- Task goal
From the line containing "the basket handle." down to the last line of the material, return those lines verbatim and only those.

--- Task inputs ---

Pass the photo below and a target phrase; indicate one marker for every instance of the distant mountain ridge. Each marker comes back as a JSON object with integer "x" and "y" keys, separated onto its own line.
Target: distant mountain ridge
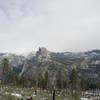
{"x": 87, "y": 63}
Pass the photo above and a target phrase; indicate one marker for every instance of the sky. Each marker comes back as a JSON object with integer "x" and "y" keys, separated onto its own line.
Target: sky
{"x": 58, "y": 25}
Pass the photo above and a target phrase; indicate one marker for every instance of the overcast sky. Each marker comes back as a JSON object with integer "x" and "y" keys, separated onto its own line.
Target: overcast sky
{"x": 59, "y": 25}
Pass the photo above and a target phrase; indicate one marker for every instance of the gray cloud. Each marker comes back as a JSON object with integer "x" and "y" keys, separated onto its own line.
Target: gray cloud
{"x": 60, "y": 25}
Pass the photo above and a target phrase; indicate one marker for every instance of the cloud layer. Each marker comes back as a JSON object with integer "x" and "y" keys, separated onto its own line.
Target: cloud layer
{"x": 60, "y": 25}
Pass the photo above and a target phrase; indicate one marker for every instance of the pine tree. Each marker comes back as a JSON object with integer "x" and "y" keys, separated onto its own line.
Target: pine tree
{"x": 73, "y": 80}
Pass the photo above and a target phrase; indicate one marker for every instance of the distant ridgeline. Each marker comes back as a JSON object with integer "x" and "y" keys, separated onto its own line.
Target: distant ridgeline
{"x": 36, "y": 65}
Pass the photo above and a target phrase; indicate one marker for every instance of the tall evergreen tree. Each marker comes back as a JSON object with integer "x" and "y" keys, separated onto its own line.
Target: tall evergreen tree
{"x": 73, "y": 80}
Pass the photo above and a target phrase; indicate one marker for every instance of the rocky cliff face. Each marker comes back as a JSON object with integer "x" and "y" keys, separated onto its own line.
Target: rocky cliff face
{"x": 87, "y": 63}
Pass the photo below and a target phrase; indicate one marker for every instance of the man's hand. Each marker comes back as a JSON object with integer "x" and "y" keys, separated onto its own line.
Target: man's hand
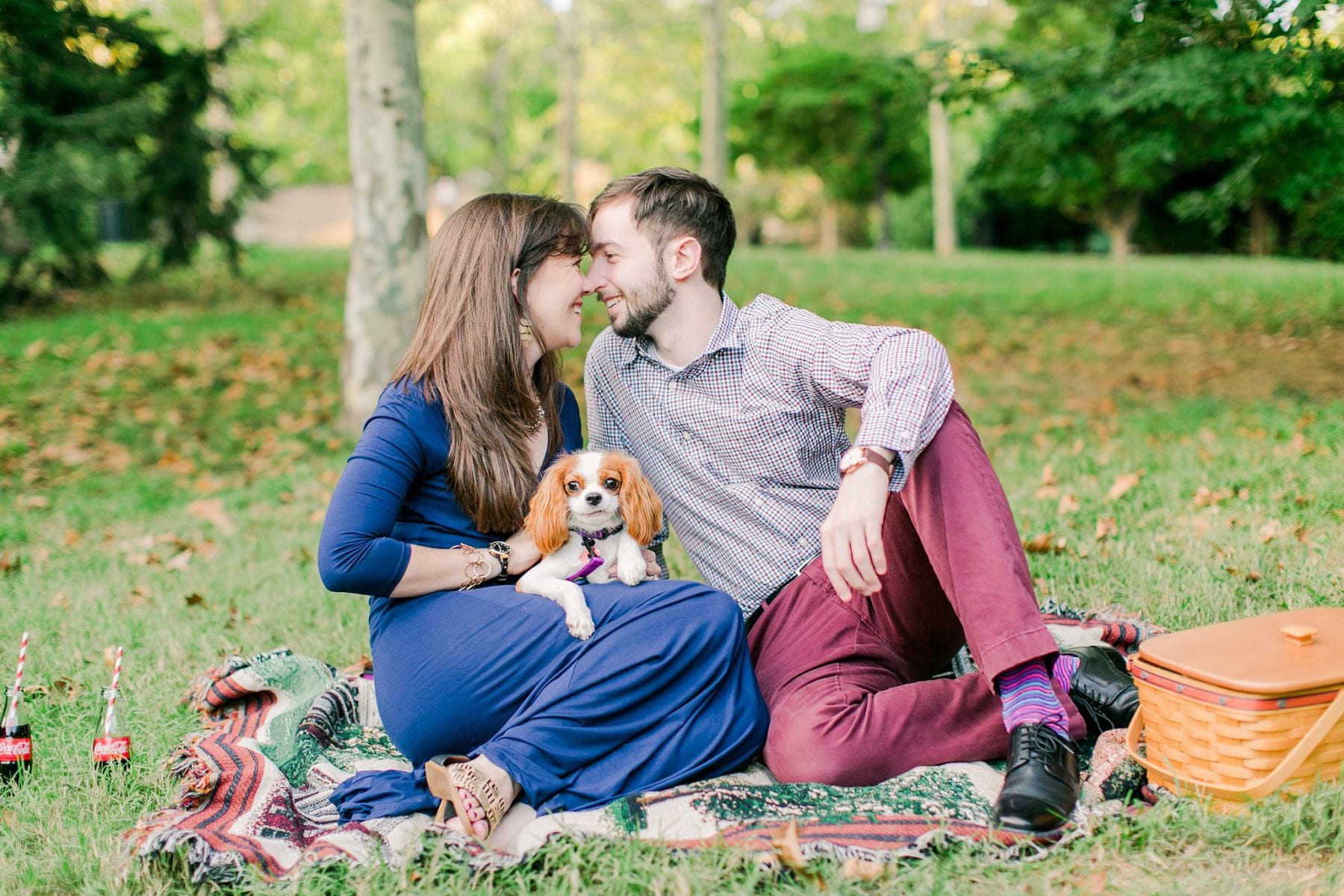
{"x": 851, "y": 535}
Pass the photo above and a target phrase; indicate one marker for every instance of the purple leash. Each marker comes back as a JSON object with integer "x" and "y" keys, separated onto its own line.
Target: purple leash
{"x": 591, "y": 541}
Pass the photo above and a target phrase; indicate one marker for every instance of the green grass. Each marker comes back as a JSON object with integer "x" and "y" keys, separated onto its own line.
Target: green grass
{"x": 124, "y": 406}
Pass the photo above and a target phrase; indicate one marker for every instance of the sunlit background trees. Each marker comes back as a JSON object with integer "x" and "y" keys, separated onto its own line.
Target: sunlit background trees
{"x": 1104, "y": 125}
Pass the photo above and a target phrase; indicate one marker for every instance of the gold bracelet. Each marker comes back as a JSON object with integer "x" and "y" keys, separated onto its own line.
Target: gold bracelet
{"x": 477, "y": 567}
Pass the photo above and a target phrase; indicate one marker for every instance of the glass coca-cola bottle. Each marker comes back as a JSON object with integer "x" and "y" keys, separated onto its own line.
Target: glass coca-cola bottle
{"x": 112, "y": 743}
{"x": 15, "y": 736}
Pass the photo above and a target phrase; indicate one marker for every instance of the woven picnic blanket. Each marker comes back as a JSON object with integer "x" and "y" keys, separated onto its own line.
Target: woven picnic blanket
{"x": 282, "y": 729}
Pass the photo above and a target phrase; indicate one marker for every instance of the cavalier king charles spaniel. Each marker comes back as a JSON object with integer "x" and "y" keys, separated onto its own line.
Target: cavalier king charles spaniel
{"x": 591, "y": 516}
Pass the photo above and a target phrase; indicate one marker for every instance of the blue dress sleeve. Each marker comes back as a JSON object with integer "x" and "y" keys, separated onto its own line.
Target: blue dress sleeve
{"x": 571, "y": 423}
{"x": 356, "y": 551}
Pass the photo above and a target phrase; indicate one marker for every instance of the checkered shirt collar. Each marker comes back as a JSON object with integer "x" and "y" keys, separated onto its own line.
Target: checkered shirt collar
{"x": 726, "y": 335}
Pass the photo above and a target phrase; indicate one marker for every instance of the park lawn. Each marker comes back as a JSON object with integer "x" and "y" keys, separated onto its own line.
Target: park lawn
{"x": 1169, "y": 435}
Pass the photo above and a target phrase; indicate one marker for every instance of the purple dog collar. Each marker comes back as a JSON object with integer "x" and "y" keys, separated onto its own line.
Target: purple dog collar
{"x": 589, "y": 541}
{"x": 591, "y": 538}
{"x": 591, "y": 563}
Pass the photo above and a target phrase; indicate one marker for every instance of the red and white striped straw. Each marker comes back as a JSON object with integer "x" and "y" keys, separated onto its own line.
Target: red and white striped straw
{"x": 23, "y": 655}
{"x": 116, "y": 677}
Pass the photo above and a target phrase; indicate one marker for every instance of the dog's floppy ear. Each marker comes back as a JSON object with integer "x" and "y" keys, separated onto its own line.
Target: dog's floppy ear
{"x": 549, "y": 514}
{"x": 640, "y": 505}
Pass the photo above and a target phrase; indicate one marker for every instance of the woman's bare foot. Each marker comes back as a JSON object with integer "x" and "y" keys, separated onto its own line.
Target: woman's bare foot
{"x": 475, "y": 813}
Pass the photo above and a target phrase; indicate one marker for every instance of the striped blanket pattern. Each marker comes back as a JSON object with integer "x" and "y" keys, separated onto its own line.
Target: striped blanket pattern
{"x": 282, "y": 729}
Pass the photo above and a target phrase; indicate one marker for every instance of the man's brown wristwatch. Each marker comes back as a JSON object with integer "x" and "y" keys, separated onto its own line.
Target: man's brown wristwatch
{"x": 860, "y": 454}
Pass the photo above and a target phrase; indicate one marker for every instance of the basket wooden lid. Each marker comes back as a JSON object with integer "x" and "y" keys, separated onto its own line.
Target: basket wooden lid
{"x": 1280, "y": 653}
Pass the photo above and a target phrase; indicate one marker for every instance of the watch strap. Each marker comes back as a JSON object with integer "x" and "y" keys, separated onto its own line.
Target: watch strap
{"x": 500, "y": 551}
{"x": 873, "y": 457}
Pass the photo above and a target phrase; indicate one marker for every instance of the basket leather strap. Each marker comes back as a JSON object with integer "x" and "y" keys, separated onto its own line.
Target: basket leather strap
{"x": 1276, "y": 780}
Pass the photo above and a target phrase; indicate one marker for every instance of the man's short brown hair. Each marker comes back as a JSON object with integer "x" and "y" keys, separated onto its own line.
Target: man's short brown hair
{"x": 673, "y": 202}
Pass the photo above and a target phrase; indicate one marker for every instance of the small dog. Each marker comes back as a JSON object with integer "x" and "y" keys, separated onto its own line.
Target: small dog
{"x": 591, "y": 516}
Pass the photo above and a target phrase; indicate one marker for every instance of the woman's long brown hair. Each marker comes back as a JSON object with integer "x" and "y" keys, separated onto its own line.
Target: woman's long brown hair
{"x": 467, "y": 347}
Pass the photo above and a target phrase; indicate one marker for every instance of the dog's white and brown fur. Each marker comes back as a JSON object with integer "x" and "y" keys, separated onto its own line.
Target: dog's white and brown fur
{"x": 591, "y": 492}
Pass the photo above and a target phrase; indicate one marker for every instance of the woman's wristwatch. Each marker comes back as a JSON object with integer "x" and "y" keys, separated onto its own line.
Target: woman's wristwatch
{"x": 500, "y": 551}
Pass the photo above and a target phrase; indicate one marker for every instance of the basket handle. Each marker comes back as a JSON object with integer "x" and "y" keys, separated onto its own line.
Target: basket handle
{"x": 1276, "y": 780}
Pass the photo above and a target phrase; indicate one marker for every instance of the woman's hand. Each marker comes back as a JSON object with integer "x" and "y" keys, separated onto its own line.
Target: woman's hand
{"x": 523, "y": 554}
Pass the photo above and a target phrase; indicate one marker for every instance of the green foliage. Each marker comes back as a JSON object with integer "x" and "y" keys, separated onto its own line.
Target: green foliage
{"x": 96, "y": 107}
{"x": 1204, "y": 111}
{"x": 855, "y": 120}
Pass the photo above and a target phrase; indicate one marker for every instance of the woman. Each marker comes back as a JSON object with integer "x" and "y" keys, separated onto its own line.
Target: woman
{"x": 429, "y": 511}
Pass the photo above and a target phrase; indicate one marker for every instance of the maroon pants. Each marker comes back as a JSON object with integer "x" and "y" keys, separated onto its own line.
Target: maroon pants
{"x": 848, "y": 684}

---

- Result below
Pass the photo above and a target phrase; indicate one marker for every instance of the basket handle. Each marker comes back as a JSON object with integer "x" and "y" keys, separated onto its own line.
Target: basket handle
{"x": 1276, "y": 780}
Pass the photo above and a target phrase; indicate one marker for every instance of the woman's hand. Each marker comes back as a JSON object with integer "x" and "y" keys, separated onto its own line.
Target: woman's hand
{"x": 523, "y": 554}
Pass the photo above and a target phrase; indicate one marker for every instance of the green foliage. Each marker comes back as a JSON object with integer "x" and "y" keys, separated onto its own line.
Target: green foliage
{"x": 96, "y": 107}
{"x": 1204, "y": 111}
{"x": 855, "y": 120}
Pass the photo above and a target phrase; indicate one marker for every instance of the woman. Each marker comes back as a JSON object with integer "x" and "y" keys, separated onto its own line.
Target: woman
{"x": 429, "y": 511}
Pass the photo above and a target phrase; indicate one marker for every instance of the maroon pants. Each marker comes back as a JSON object with integer "x" and "y" keys, separated onto its own line.
Target: maroon pants
{"x": 848, "y": 684}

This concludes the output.